What this task involves:
Take each line in the entries below that holds "archway" and show it.

Listed records:

************

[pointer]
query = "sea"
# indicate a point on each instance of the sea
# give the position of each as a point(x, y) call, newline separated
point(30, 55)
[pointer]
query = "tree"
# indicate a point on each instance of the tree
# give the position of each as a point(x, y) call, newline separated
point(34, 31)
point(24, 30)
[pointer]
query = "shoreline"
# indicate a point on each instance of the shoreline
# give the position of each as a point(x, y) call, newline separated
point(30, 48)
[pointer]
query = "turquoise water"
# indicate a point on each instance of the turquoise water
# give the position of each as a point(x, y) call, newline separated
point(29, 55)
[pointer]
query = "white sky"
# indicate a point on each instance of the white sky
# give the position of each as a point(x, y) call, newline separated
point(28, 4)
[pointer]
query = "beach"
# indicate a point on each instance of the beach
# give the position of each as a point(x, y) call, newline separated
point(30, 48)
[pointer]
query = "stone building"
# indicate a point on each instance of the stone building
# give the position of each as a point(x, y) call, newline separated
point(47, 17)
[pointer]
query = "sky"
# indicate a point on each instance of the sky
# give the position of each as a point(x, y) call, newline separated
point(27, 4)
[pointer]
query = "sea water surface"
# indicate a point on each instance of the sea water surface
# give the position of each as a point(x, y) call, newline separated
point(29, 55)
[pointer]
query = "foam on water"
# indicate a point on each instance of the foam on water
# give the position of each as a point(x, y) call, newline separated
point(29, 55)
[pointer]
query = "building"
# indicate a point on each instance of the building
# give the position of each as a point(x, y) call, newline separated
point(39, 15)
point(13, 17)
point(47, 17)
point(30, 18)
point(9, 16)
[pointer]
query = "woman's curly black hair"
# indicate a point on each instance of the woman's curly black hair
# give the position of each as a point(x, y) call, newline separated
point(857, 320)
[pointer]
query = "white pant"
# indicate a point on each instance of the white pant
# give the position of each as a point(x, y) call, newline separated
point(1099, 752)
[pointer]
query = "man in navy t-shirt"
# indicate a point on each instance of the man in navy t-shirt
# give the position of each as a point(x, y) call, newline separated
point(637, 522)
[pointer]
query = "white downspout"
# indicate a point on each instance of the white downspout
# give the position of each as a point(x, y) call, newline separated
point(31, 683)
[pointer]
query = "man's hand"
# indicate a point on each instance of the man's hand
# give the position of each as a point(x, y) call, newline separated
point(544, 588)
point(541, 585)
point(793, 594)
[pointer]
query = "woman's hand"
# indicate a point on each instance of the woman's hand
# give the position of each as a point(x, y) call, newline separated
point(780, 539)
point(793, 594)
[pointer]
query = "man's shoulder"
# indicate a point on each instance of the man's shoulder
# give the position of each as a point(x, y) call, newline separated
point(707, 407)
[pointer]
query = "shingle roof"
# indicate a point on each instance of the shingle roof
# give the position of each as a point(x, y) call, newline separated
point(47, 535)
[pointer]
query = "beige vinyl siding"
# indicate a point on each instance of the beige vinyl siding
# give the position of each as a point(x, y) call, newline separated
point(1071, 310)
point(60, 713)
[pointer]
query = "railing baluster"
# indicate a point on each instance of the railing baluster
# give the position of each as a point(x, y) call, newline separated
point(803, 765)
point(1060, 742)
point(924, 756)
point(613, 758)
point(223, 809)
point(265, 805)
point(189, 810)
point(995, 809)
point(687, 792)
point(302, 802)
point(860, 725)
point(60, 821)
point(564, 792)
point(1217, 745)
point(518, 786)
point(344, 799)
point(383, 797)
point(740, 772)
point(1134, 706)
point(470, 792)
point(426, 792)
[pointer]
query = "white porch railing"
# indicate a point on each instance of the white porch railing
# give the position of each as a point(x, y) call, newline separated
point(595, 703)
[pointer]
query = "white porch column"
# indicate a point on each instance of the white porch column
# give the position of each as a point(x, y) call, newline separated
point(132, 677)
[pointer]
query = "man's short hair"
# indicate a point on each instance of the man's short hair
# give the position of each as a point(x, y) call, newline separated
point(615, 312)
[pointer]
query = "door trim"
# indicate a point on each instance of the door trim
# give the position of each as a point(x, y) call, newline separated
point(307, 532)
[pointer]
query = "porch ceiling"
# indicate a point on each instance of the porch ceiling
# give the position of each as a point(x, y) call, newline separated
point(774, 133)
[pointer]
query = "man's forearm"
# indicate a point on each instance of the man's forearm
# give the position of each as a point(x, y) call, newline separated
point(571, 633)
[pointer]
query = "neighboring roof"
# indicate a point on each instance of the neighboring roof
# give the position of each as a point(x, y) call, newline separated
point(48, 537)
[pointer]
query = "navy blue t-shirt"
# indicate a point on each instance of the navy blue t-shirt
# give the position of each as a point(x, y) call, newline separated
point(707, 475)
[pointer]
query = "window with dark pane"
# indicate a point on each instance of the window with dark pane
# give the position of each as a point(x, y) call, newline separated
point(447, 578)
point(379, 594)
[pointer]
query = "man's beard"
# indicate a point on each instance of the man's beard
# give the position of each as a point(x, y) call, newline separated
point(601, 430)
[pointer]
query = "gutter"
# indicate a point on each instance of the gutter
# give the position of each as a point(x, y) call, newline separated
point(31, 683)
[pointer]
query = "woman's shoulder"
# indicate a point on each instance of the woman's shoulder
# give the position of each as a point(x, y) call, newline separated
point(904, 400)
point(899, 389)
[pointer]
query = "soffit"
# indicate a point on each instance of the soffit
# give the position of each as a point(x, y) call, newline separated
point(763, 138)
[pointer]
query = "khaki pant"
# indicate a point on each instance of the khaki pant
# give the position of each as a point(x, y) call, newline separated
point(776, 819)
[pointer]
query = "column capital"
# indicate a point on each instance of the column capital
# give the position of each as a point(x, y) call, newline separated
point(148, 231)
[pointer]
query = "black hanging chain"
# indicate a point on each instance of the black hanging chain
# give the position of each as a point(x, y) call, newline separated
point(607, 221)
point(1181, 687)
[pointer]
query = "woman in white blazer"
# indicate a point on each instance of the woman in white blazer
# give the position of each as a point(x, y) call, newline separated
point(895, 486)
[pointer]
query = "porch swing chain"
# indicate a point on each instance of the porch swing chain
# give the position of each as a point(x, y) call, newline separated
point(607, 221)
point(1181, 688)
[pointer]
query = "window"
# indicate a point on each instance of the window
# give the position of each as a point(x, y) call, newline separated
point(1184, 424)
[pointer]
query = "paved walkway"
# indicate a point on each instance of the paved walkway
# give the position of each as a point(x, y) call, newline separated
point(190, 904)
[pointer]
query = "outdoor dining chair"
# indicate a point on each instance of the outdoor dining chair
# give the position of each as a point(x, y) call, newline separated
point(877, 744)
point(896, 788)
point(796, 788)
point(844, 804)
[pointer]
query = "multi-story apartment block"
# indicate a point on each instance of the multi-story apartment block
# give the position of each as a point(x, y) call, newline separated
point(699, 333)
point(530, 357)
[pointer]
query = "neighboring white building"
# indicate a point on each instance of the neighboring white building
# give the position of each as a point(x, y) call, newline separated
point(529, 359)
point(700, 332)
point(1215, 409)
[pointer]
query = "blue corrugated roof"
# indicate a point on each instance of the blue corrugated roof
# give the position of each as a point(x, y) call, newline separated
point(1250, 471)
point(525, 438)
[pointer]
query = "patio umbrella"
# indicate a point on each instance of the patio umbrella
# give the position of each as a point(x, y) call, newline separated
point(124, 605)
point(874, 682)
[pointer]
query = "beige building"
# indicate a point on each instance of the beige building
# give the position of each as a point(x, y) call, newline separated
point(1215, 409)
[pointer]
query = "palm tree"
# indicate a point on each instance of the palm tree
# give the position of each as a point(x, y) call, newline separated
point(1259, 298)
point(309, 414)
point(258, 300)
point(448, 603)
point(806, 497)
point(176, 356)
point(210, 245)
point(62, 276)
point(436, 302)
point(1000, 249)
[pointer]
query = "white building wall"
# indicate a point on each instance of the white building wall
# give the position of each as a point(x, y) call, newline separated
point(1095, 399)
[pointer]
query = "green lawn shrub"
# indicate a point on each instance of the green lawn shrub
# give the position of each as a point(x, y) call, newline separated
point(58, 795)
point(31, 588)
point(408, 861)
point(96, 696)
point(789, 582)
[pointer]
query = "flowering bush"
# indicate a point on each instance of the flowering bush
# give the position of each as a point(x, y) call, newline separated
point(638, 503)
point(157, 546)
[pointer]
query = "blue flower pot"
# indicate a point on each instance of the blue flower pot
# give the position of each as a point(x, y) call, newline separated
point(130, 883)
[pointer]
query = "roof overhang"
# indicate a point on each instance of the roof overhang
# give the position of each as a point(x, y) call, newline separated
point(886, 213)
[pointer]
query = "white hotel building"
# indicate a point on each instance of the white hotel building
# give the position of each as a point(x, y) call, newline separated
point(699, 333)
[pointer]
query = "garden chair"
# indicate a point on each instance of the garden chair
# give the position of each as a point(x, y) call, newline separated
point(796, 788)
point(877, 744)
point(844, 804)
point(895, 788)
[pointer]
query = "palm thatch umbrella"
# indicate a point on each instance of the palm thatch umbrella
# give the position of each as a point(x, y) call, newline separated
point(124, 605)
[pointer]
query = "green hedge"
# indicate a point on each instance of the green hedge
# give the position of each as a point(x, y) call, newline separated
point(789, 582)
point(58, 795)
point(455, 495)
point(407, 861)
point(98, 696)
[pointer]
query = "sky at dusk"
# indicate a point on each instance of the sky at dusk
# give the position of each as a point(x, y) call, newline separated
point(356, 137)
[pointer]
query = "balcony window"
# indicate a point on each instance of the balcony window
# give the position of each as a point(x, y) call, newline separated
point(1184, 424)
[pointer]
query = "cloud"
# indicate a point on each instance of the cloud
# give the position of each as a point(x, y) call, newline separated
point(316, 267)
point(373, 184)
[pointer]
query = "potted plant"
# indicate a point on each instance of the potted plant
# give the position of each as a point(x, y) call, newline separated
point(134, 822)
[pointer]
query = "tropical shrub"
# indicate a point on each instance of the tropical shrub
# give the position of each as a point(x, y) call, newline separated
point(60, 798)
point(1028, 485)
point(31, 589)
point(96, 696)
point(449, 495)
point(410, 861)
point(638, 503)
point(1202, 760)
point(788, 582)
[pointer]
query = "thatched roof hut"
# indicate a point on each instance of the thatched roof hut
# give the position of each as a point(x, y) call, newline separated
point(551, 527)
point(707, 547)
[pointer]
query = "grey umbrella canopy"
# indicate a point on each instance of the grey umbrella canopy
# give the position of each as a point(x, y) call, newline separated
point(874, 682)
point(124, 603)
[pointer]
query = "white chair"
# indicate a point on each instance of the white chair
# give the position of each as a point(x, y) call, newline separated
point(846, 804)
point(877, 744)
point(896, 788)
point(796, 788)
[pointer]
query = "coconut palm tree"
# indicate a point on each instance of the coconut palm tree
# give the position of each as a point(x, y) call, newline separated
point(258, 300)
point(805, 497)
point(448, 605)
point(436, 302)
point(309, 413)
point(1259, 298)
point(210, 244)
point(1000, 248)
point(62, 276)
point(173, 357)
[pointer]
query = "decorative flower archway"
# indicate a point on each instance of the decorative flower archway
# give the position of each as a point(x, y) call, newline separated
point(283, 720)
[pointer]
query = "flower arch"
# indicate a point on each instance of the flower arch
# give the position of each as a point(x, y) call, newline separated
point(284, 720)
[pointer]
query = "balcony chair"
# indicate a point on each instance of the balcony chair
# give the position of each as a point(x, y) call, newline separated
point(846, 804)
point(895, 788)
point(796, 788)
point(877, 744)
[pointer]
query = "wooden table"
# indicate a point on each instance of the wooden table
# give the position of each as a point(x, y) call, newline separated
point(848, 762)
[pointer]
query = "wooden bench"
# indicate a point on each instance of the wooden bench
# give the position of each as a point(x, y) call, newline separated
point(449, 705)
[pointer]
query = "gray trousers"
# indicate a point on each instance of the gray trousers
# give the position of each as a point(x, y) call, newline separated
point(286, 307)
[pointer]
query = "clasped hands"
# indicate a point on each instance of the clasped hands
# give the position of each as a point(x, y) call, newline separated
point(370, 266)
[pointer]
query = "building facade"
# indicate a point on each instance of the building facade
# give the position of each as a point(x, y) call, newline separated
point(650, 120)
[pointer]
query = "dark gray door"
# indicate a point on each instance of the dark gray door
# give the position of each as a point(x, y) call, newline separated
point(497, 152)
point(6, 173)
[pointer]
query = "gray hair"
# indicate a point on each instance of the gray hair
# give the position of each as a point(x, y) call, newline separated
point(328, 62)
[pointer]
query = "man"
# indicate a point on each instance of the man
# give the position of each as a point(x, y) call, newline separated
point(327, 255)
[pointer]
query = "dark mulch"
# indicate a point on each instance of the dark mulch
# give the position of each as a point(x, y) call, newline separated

************

Result of this task:
query = "decorative flower archway"
# indicate a point on each instance of the decorative flower archway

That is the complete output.